===== Recorded information =====
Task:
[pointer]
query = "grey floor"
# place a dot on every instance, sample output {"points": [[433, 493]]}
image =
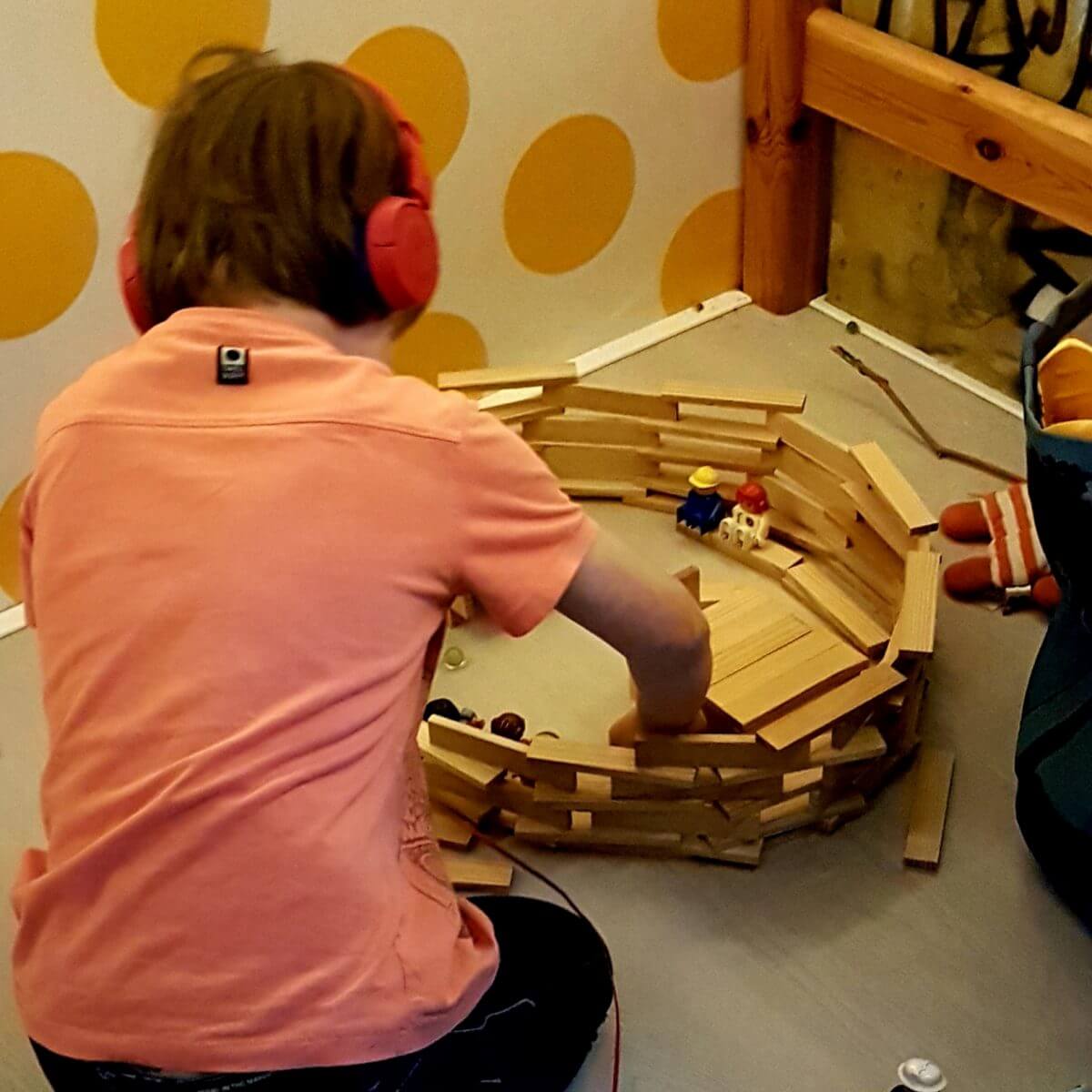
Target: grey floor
{"points": [[831, 964]]}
=====
* Given request
Copy every line of the items above word for word, but leave out the pictures.

* Output of the task
Task:
[pointer]
query = "grey floor"
# place a dot on every instance, sample output {"points": [[433, 493]]}
image =
Target: grey floor
{"points": [[831, 964]]}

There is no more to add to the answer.